WHAT THIS TASK INVOLVES:
Give every entry again, unchanged, and leave its images out.

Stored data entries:
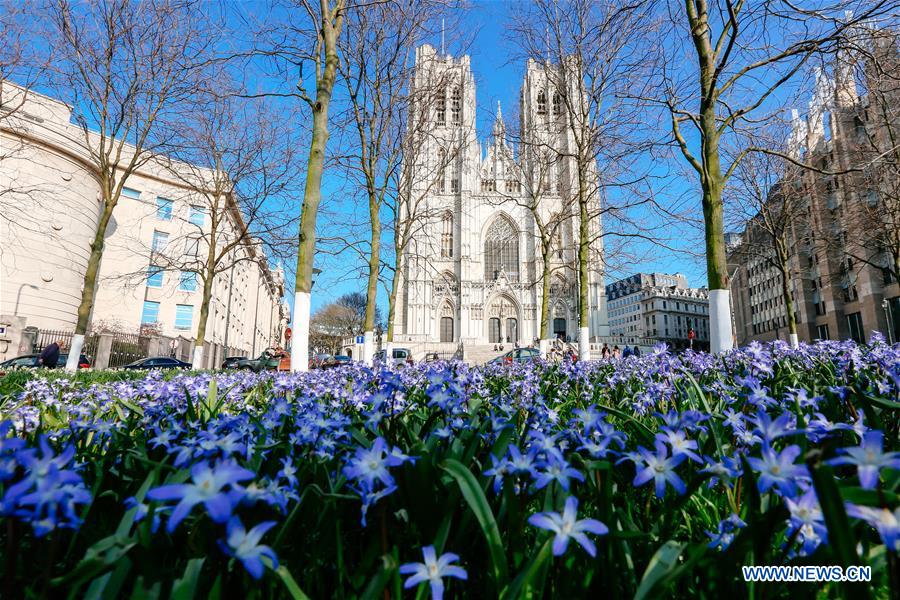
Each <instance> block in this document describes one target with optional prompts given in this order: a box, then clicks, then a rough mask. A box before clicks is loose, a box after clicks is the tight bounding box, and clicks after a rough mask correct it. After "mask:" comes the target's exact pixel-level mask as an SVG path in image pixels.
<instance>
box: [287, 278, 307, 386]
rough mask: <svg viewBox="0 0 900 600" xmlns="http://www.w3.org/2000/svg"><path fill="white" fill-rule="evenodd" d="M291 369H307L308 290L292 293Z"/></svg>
mask: <svg viewBox="0 0 900 600" xmlns="http://www.w3.org/2000/svg"><path fill="white" fill-rule="evenodd" d="M292 324H293V332H292V333H293V337H292V338H291V371H292V372H294V373H296V372H298V371H308V370H309V292H297V293H296V294H295V295H294V316H293V319H292Z"/></svg>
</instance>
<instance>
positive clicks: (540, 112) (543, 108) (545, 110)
mask: <svg viewBox="0 0 900 600" xmlns="http://www.w3.org/2000/svg"><path fill="white" fill-rule="evenodd" d="M538 114H539V115H546V114H547V92H546V91H544V90H538Z"/></svg>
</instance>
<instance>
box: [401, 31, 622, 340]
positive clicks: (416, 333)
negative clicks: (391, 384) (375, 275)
mask: <svg viewBox="0 0 900 600" xmlns="http://www.w3.org/2000/svg"><path fill="white" fill-rule="evenodd" d="M547 68H548V67H547V66H546V65H543V64H540V63H538V62H536V61H533V60H529V61H528V65H527V69H526V73H525V79H524V82H523V84H522V89H521V95H520V106H519V109H520V117H519V123H520V126H519V128H518V130H516V132H515V133H514V135H510V134H509V133H508V132H507V129H506V126H505V124H504V122H503V117H502V114H501V111H500V107H499V105H498V107H497V115H496V120H495V123H494V125H493V128H492V131H491V136H490V139H489V140H488V141H487V143H485V144H484V145H483V146H482V144H481V143H480V142H479V140H478V138H477V134H476V127H475V108H476V104H475V81H474V78H473V76H472V71H471V65H470V60H469V57H468V56H463V57H460V58H453V57H451V56H448V55H441V54H439V53H438V52H437V51H436V50H435V49H434V48H433V47H431V46H429V45H424V46H422V47H420V48H418V49H417V51H416V69H415V75H414V77H413V81H412V84H411V85H412V86H413V94H412V95H411V96H412V98H413V101H412V102H411V107H410V111H409V116H408V123H407V130H408V138H409V139H408V141H407V144H408V146H407V153H406V160H405V163H404V165H403V176H402V181H403V182H404V183H403V190H404V191H403V194H402V202H401V203H400V207H401V211H400V213H401V214H400V215H399V217H400V219H401V221H400V223H401V226H400V227H398V229H397V233H396V234H397V235H398V236H405V240H404V242H405V243H404V244H403V245H402V250H403V251H402V253H401V254H400V256H399V257H398V258H399V260H398V265H399V267H398V268H399V277H400V279H399V282H398V286H399V288H398V295H397V296H398V302H397V309H396V311H395V314H394V341H395V342H397V343H407V344H416V345H418V344H431V343H437V342H443V343H444V344H451V343H453V344H457V345H458V344H466V345H479V344H504V343H505V344H508V345H510V346H511V345H514V344H516V343H518V344H520V345H522V346H528V345H531V344H533V343H535V345H536V341H537V340H538V339H540V337H541V336H540V334H541V327H540V326H541V306H542V298H543V297H544V294H545V293H547V294H548V295H549V299H550V301H549V314H548V330H549V331H548V332H547V336H546V337H547V338H562V339H567V340H569V341H573V342H574V341H576V340H577V339H578V337H579V329H580V327H585V326H586V327H587V328H588V332H589V336H590V338H591V340H596V339H597V338H600V337H605V336H607V335H608V334H609V326H608V319H607V312H606V300H605V291H604V290H605V288H604V282H603V260H602V259H603V240H602V236H601V232H602V224H601V211H600V210H599V207H600V199H599V193H598V192H597V191H596V186H593V188H594V189H593V190H592V192H591V193H592V196H591V200H590V204H591V206H592V207H593V208H594V209H593V210H591V211H590V212H589V215H590V218H589V219H588V224H589V227H588V229H589V232H590V236H589V237H590V243H589V247H590V248H589V252H588V269H587V270H588V282H587V289H588V298H589V305H590V306H589V308H588V323H586V324H585V325H582V326H580V325H579V322H578V321H579V319H578V315H579V310H578V308H579V307H578V289H579V288H578V286H579V280H578V269H577V265H578V256H577V242H578V239H579V238H578V235H579V223H580V221H579V218H578V217H579V211H578V207H577V203H575V201H574V200H573V186H574V185H575V184H574V183H573V182H574V179H575V176H574V158H572V156H571V144H572V143H573V142H572V139H571V138H572V136H571V134H570V132H569V131H568V130H567V128H566V127H564V126H563V127H560V126H559V124H560V123H565V115H564V113H565V111H564V110H563V108H562V107H561V106H560V98H559V95H558V94H557V93H556V92H554V90H553V89H552V87H553V86H552V84H551V78H549V77H548V73H547V71H546V69H547ZM416 90H419V91H421V92H422V93H421V94H418V95H417V94H416ZM425 90H428V91H427V92H425ZM547 148H551V149H552V152H545V151H542V149H547ZM594 179H596V177H594ZM542 240H543V242H542ZM547 240H550V241H549V243H548V242H547ZM542 249H543V250H544V251H542ZM544 256H546V257H547V260H548V261H549V266H550V269H549V271H550V277H549V285H544V280H545V279H548V278H546V277H544V273H545V272H546V270H545V269H544V268H543V266H544V262H545V261H544V260H543V258H542V257H544Z"/></svg>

YOUR RESPONSE:
Each <instance> block in this document describes one target with optional prompts given in this order: a box, then clicks, then a rough mask. A box before clicks is loose, a box after clicks is the tight bounding box, and clicks after a rough mask correct it. After "mask:" comes the target's exact pixel-level mask as an SVG path in image pixels.
<instance>
box: [287, 278, 307, 386]
rough mask: <svg viewBox="0 0 900 600" xmlns="http://www.w3.org/2000/svg"><path fill="white" fill-rule="evenodd" d="M291 369H307L308 290L292 293Z"/></svg>
mask: <svg viewBox="0 0 900 600" xmlns="http://www.w3.org/2000/svg"><path fill="white" fill-rule="evenodd" d="M292 324H293V332H292V333H293V337H292V338H291V371H292V372H294V373H296V372H298V371H308V370H309V292H297V293H296V294H295V295H294V316H293V319H292Z"/></svg>
</instance>
<instance>
positive clicks: (540, 112) (543, 108) (545, 110)
mask: <svg viewBox="0 0 900 600" xmlns="http://www.w3.org/2000/svg"><path fill="white" fill-rule="evenodd" d="M538 114H539V115H546V114H547V92H546V91H544V90H538Z"/></svg>
</instance>
<instance>
box: [401, 31, 622, 340]
positive clicks: (416, 333)
negative clicks: (391, 384) (375, 275)
mask: <svg viewBox="0 0 900 600" xmlns="http://www.w3.org/2000/svg"><path fill="white" fill-rule="evenodd" d="M547 68H548V67H547V66H546V65H543V64H540V63H538V62H536V61H533V60H529V61H528V65H527V69H526V73H525V79H524V82H523V84H522V89H521V95H520V106H519V109H520V117H519V123H520V126H519V128H518V130H516V132H515V133H514V135H510V134H509V133H508V132H507V129H506V126H505V124H504V122H503V117H502V114H501V111H500V107H499V105H498V107H497V115H496V120H495V123H494V125H493V128H492V131H491V136H490V139H489V140H488V141H487V143H485V144H484V145H483V146H482V144H481V143H480V142H479V140H478V138H477V134H476V127H475V108H476V104H475V81H474V78H473V76H472V71H471V65H470V60H469V57H468V56H463V57H460V58H453V57H451V56H448V55H441V54H439V53H438V52H437V51H436V50H435V49H434V48H433V47H431V46H429V45H424V46H422V47H420V48H418V49H417V51H416V69H415V75H414V77H413V81H412V84H411V85H412V86H413V94H412V95H411V96H412V98H413V101H412V102H411V107H410V111H409V116H408V123H407V130H408V138H409V139H408V141H407V144H408V146H407V153H406V160H405V163H404V165H403V176H402V181H403V182H404V183H403V190H404V191H403V194H402V202H401V203H400V207H401V211H400V213H401V214H400V215H399V217H400V219H401V221H400V223H401V226H400V227H398V229H397V233H396V234H397V235H398V236H405V240H404V242H405V243H404V244H403V245H402V250H403V251H402V253H401V254H400V256H399V257H398V258H399V260H398V265H399V267H398V268H399V277H400V279H399V282H398V286H399V288H398V295H397V296H398V302H397V309H396V311H395V314H394V341H395V342H397V343H407V344H416V345H418V344H431V343H437V342H443V343H444V344H451V343H453V344H457V345H458V344H466V345H479V344H504V343H505V344H508V345H510V346H511V345H514V344H516V343H518V344H520V345H522V346H528V345H531V344H533V343H535V345H536V341H537V340H538V339H540V337H541V336H540V334H541V327H540V326H541V306H542V298H543V297H544V294H545V293H547V294H548V295H549V299H550V301H549V314H548V330H549V331H548V332H547V336H546V337H547V338H562V339H567V340H569V341H573V342H574V341H576V340H577V339H578V337H579V329H580V327H585V326H586V327H587V328H588V332H589V336H590V338H591V340H596V339H597V338H600V337H605V336H607V335H608V334H609V326H608V319H607V312H606V300H605V291H604V290H605V288H604V282H603V260H602V259H603V240H602V236H601V232H602V224H601V211H600V210H599V207H600V199H599V193H598V192H597V191H596V186H593V188H594V189H593V190H592V192H591V193H592V196H591V200H590V204H591V206H592V207H593V208H594V209H593V210H591V211H590V212H589V215H590V218H589V219H588V224H589V227H588V229H589V232H590V236H589V237H590V243H589V247H590V248H589V252H588V269H587V270H588V282H587V289H588V298H589V305H590V306H589V308H588V323H586V324H585V325H582V326H580V325H579V322H578V321H579V319H578V315H579V310H578V308H579V307H578V289H579V288H578V286H579V280H578V269H577V265H578V256H577V242H578V239H579V238H578V235H579V223H580V221H579V218H578V217H579V211H578V207H577V203H575V201H574V200H573V186H574V185H575V184H574V183H573V182H574V179H575V176H574V158H572V156H571V144H572V143H573V142H572V139H571V138H572V136H571V134H570V132H569V131H568V130H567V128H566V127H564V126H563V127H560V126H559V124H560V123H565V115H564V113H565V111H564V110H563V108H562V107H561V106H560V98H559V95H558V94H557V93H556V92H554V90H553V89H552V87H553V86H552V84H551V78H549V77H548V73H547V71H546V69H547ZM416 90H419V91H421V92H422V93H421V94H418V95H417V94H416ZM425 90H428V91H427V92H425ZM547 148H551V149H552V152H545V151H542V149H547ZM594 179H596V177H594ZM542 240H543V242H542ZM547 240H550V241H549V243H548V242H547ZM542 249H543V250H544V251H542ZM544 256H546V257H547V260H548V261H549V266H550V269H549V271H550V277H549V285H544V280H545V279H548V278H546V277H544V273H545V272H546V270H545V269H544V268H543V266H544V262H545V261H544V260H543V258H542V257H544Z"/></svg>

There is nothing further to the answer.